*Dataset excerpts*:

—————

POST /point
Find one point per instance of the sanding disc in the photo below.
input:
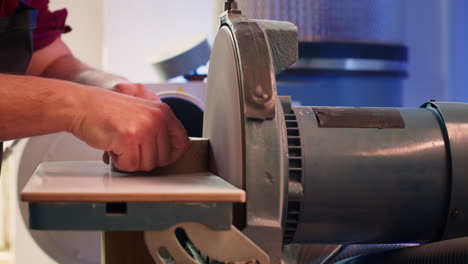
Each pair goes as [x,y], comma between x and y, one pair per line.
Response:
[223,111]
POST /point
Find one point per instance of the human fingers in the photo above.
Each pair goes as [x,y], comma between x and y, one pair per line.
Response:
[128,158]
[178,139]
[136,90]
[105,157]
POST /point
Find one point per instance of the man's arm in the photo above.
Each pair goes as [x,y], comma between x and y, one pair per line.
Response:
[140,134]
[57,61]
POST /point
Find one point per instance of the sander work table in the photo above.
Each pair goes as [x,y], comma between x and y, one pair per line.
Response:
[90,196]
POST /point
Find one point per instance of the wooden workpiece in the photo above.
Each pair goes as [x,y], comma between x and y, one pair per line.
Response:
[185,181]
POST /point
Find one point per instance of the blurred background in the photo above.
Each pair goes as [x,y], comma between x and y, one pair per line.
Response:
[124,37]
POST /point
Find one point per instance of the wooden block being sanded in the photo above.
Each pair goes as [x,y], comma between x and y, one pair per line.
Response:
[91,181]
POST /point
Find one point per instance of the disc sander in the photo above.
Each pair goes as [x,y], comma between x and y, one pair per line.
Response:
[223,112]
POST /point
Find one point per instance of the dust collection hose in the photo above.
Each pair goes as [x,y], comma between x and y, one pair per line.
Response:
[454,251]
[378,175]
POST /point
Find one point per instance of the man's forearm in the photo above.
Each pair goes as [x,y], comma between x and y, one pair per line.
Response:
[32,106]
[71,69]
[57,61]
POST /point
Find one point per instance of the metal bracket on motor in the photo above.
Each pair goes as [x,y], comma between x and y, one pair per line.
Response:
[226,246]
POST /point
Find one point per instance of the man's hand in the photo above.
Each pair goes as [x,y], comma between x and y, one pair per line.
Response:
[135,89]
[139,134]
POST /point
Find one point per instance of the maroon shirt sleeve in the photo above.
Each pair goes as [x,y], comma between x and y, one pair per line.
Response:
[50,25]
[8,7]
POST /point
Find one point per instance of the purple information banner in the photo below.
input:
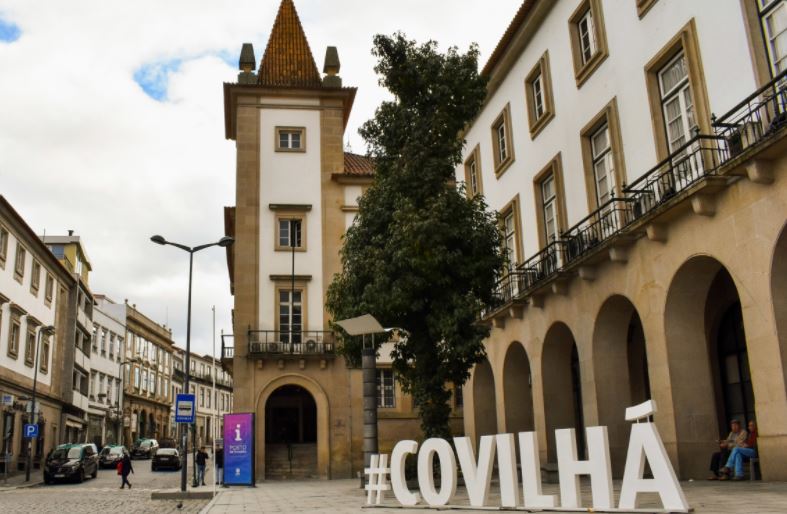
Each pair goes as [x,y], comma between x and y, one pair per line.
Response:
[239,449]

—————

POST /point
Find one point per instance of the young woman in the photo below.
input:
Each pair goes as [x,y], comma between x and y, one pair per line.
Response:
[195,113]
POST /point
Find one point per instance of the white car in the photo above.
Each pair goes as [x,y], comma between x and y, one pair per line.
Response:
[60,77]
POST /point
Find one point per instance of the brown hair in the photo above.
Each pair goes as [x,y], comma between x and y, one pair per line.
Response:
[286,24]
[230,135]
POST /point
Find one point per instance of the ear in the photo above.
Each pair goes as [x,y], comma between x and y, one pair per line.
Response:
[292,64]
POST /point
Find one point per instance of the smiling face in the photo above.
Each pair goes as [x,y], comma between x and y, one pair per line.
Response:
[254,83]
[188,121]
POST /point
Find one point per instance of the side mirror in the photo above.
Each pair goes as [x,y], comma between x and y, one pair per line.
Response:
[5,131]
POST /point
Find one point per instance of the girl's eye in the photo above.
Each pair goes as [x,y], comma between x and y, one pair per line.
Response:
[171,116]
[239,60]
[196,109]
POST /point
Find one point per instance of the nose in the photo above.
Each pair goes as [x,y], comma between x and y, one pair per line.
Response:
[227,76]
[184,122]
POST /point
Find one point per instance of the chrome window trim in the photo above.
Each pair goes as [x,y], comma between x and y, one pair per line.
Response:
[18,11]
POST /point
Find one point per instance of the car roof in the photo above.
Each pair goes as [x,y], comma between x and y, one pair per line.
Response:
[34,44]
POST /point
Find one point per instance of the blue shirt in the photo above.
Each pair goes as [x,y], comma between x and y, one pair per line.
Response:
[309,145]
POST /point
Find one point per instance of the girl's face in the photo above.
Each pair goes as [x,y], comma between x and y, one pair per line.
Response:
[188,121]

—————

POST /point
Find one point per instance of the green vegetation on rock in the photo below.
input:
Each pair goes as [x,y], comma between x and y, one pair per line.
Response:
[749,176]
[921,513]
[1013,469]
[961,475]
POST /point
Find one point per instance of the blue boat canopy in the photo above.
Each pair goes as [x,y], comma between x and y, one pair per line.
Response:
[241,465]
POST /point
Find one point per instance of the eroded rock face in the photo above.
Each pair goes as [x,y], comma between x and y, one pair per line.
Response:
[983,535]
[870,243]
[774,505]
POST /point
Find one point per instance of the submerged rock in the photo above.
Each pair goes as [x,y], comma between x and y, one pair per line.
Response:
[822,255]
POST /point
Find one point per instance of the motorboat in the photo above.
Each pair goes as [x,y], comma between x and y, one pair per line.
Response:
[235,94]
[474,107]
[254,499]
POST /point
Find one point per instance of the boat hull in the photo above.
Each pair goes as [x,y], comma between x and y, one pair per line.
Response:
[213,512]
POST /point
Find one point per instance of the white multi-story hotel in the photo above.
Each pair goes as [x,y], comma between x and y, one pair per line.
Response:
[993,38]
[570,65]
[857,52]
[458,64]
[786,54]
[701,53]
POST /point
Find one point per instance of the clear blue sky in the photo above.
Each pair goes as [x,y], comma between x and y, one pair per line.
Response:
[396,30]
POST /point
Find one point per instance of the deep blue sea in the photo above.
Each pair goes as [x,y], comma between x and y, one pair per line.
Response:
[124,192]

—————

*Problem statement*:
Whenever a line in the entries above includes the word "sander", pull that line out.

*Result for this task*:
Find one point per instance of the sander work table in the photo above.
Find one point per instance of the disc sander in the photo above.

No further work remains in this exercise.